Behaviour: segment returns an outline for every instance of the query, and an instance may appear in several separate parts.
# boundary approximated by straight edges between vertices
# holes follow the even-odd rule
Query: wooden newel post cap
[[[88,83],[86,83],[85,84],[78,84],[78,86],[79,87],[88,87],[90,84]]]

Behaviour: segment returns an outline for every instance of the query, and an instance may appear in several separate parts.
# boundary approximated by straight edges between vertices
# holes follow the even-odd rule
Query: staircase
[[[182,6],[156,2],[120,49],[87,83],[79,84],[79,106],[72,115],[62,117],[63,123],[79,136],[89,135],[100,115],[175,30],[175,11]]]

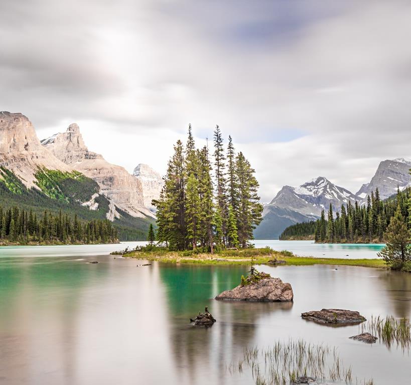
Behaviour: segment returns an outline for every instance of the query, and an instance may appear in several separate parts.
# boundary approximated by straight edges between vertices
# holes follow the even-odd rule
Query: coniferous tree
[[[227,224],[227,242],[229,247],[238,247],[238,234],[237,234],[237,219],[233,207],[228,206],[228,220]]]
[[[194,250],[197,246],[199,232],[200,201],[198,194],[198,181],[192,172],[187,179],[185,198],[185,222],[187,239]]]
[[[384,239],[385,246],[378,253],[378,256],[383,258],[387,265],[401,268],[405,262],[411,261],[409,233],[399,205],[384,233]]]
[[[228,136],[228,145],[227,151],[227,195],[229,205],[232,207],[235,215],[238,210],[238,182],[235,172],[235,151],[233,145],[231,135]]]
[[[237,216],[238,241],[246,247],[253,239],[253,231],[261,221],[262,205],[257,194],[259,184],[249,162],[242,152],[236,158],[236,172],[238,181],[238,210]]]
[[[325,241],[327,235],[327,223],[325,221],[325,214],[324,210],[321,210],[321,218],[320,220],[320,239],[322,242]]]
[[[215,188],[217,205],[221,216],[223,243],[226,243],[227,218],[228,209],[225,180],[225,156],[223,146],[223,137],[218,125],[216,126],[214,132],[214,165],[215,166]]]
[[[208,149],[204,146],[198,152],[198,189],[200,195],[199,233],[202,239],[202,246],[206,247],[212,254],[214,253],[215,224],[215,208],[213,202],[213,182],[210,172],[211,165],[208,158]]]
[[[156,240],[156,234],[154,233],[154,228],[153,227],[153,224],[151,223],[149,227],[149,234],[147,237],[147,240],[151,246],[154,243]]]

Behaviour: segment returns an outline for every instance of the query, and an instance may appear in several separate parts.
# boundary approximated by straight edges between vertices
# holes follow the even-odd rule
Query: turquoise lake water
[[[296,242],[288,248],[279,241],[271,245],[304,252],[304,241]],[[321,251],[305,244],[307,255]],[[144,262],[108,255],[118,247],[0,249],[0,382],[252,384],[249,370],[227,369],[245,346],[262,349],[301,338],[336,347],[359,384],[371,377],[375,385],[408,383],[407,349],[353,341],[348,337],[358,334],[358,326],[328,327],[301,314],[337,308],[368,319],[409,317],[411,274],[350,266],[259,266],[291,284],[294,302],[224,302],[213,298],[236,286],[247,266],[138,266]],[[373,258],[375,247],[328,253]],[[87,263],[93,260],[99,263]],[[209,329],[193,327],[190,317],[205,306],[217,322]]]

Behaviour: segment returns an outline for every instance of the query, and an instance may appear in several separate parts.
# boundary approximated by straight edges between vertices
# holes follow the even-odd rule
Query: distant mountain
[[[12,171],[28,188],[38,188],[39,168],[73,171],[41,145],[32,122],[21,113],[0,111],[0,166]]]
[[[142,211],[137,218],[125,205],[114,203],[107,186],[101,185],[102,177],[94,180],[81,172],[78,165],[84,158],[98,160],[100,164],[105,161],[87,152],[78,129],[77,125],[71,125],[64,135],[53,135],[42,145],[26,116],[0,112],[0,205],[5,208],[19,206],[38,215],[45,210],[57,214],[61,210],[83,220],[108,218],[117,228],[120,239],[145,239],[153,215],[144,207],[142,193],[139,195],[138,191]],[[61,159],[48,148],[52,143]],[[124,169],[113,166],[112,174],[121,172],[119,169]],[[130,184],[139,186],[141,191],[141,183],[128,175]],[[112,179],[116,177],[108,178],[107,184]],[[112,196],[119,198],[119,203],[121,195],[119,191]]]
[[[268,205],[264,207],[263,220],[255,229],[257,239],[277,239],[288,226],[317,219],[321,210],[334,208],[359,198],[322,176],[299,187],[284,186]]]
[[[381,162],[369,183],[362,185],[356,194],[319,177],[294,187],[284,186],[276,197],[264,207],[263,220],[254,230],[256,239],[277,239],[288,226],[319,218],[321,210],[334,210],[349,201],[364,204],[367,197],[377,187],[382,199],[394,194],[398,187],[403,189],[411,185],[409,169],[411,160],[398,158]]]
[[[140,181],[124,167],[112,164],[99,154],[89,151],[76,124],[70,124],[65,132],[42,140],[42,144],[62,162],[95,180],[101,193],[117,208],[132,217],[154,217],[145,206]],[[118,213],[113,206],[110,209],[112,220]]]
[[[402,190],[409,185],[410,168],[411,161],[403,158],[384,160],[380,163],[371,181],[363,184],[356,195],[365,200],[378,187],[381,198],[387,198],[395,194],[398,187]]]
[[[143,187],[144,206],[154,210],[151,204],[154,199],[160,198],[163,188],[163,180],[161,175],[147,164],[140,163],[134,169],[132,174],[140,181]]]

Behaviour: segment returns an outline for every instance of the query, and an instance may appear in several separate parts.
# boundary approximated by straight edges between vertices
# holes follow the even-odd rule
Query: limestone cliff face
[[[29,188],[37,187],[34,174],[39,167],[72,171],[41,145],[26,116],[7,111],[0,111],[0,166],[13,171]]]
[[[153,216],[145,206],[140,181],[123,167],[89,151],[75,123],[70,124],[65,132],[42,141],[42,144],[62,161],[95,180],[101,192],[118,208],[133,217]]]
[[[163,178],[150,166],[142,163],[134,169],[132,173],[140,181],[143,186],[144,205],[152,210],[154,209],[151,202],[153,199],[160,198],[163,185]]]

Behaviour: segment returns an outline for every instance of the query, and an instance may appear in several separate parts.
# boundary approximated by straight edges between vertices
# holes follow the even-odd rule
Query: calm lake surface
[[[315,256],[323,246],[333,257],[374,258],[378,251],[376,245],[344,245],[347,252],[342,245],[314,247],[309,241],[260,242]],[[250,372],[231,374],[227,365],[242,357],[246,346],[263,348],[292,337],[337,346],[358,383],[370,378],[376,385],[409,383],[407,350],[349,339],[358,326],[328,327],[300,316],[334,307],[367,318],[409,317],[411,274],[260,266],[292,284],[294,303],[227,303],[212,298],[236,286],[246,266],[138,267],[145,262],[107,255],[124,247],[0,248],[0,382],[252,384]],[[99,263],[87,263],[93,260]],[[217,322],[209,329],[192,326],[189,318],[207,305]]]

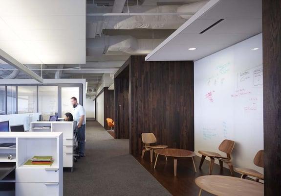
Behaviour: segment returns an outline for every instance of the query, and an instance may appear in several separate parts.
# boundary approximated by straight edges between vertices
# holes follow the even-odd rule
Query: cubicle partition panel
[[[131,56],[114,77],[115,135],[129,123],[131,154],[141,153],[141,134],[146,132],[153,133],[159,144],[194,150],[193,61],[146,62],[144,56]],[[125,87],[126,80],[119,79],[124,78]],[[128,100],[124,89],[129,90]],[[129,105],[129,121],[122,104]]]

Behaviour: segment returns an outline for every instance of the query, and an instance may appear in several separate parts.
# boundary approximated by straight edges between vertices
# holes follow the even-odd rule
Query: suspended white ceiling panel
[[[0,49],[22,64],[86,61],[86,0],[0,0]]]
[[[260,33],[261,17],[261,0],[210,0],[146,60],[198,60]]]

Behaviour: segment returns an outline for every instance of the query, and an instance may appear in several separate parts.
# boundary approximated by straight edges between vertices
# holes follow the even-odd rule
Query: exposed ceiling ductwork
[[[115,1],[119,2],[119,1]],[[106,29],[176,29],[192,16],[192,14],[181,15],[181,13],[194,14],[208,1],[207,0],[204,0],[183,5],[163,5],[156,7],[136,5],[130,6],[130,13],[139,13],[139,16],[88,16],[87,36],[88,38],[94,38],[96,36],[100,35],[102,30]],[[91,10],[90,8],[88,9]],[[101,12],[100,10],[96,12],[94,10],[92,11],[93,12],[100,13]],[[108,7],[105,8],[105,11],[109,12],[109,10],[110,9]],[[123,13],[120,15],[127,13],[129,12],[125,6],[123,8]],[[148,15],[142,15],[145,13]],[[168,15],[169,13],[178,14]],[[151,15],[149,15],[150,14]]]
[[[105,36],[88,40],[87,56],[148,54],[163,39],[136,39],[130,36]]]

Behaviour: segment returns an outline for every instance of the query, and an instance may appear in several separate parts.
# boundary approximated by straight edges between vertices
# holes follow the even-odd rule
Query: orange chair
[[[107,122],[108,123],[108,127],[110,127],[111,128],[111,130],[113,131],[113,129],[112,128],[114,127],[114,122],[113,122],[113,120],[108,118],[107,119]]]

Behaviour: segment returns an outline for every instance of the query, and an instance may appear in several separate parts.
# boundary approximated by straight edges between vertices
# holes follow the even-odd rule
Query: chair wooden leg
[[[199,165],[199,169],[201,169],[201,167],[202,166],[202,165],[203,164],[203,162],[204,162],[204,160],[205,160],[205,158],[206,158],[206,156],[202,155],[202,157],[201,157],[201,161],[200,161],[200,165]]]
[[[213,168],[214,167],[214,163],[215,163],[215,159],[213,157],[210,157],[211,161],[210,161],[210,166],[209,167],[209,175],[212,175],[212,172],[213,172]]]
[[[194,162],[194,159],[193,159],[193,157],[192,157],[191,158],[192,158],[192,162],[193,162],[193,166],[194,167],[194,170],[195,170],[195,172],[197,172],[197,171],[196,170],[196,167],[195,166],[195,163]]]
[[[247,175],[242,174],[241,175],[241,178],[245,179],[246,178],[246,176],[247,176]]]
[[[156,167],[156,164],[157,163],[157,160],[158,159],[158,156],[159,155],[159,154],[157,154],[157,155],[156,156],[156,159],[155,160],[155,164],[154,164],[154,168],[155,169],[155,167]]]
[[[150,162],[153,162],[153,149],[150,150]]]
[[[222,171],[222,169],[223,169],[223,162],[222,162],[222,161],[221,161],[220,160],[219,160],[218,161],[219,162],[219,167],[220,167],[220,171]]]
[[[229,170],[230,171],[231,175],[233,176],[234,175],[234,170],[233,169],[233,165],[232,165],[232,163],[231,162],[227,163],[227,165],[228,165],[228,167],[229,167]]]
[[[142,150],[142,159],[143,159],[143,157],[144,156],[144,153],[147,150],[145,149],[144,149]]]

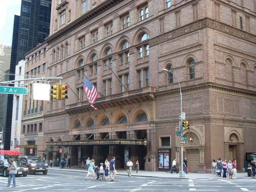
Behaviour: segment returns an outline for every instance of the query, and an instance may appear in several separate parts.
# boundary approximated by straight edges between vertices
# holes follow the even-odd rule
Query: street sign
[[[179,137],[179,136],[181,136],[181,131],[178,131],[176,132],[176,136]]]
[[[183,143],[183,144],[185,144],[186,143],[186,141],[182,141],[182,140],[179,141],[179,142],[180,143]]]
[[[180,119],[181,120],[186,119],[186,114],[184,112],[180,113]]]
[[[27,95],[28,88],[16,87],[0,86],[0,93],[5,94]]]

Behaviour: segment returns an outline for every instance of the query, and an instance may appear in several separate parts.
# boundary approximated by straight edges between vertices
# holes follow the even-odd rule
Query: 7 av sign
[[[0,93],[5,94],[27,95],[28,88],[15,87],[0,86]]]

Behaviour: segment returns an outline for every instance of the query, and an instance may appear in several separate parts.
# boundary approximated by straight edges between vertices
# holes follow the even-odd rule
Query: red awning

** GIVEN INSTRUCTION **
Pull out every line above that contains the word "wooden" and copy each one unchanged.

** RESPONSE BELOW **
Query: wooden newel post cap
Query: chair wooden leg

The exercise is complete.